→ Aim of the task: Retyping all the entries exactly is the whole task.

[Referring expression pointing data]
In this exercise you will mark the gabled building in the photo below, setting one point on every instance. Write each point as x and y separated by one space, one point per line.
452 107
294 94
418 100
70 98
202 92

→ Written solution:
In this exercise you will mark the gabled building in the photo below, setting one point on every instance. Write each point as x and y separated by one space, one point per line.
452 107
294 94
418 100
70 98
202 92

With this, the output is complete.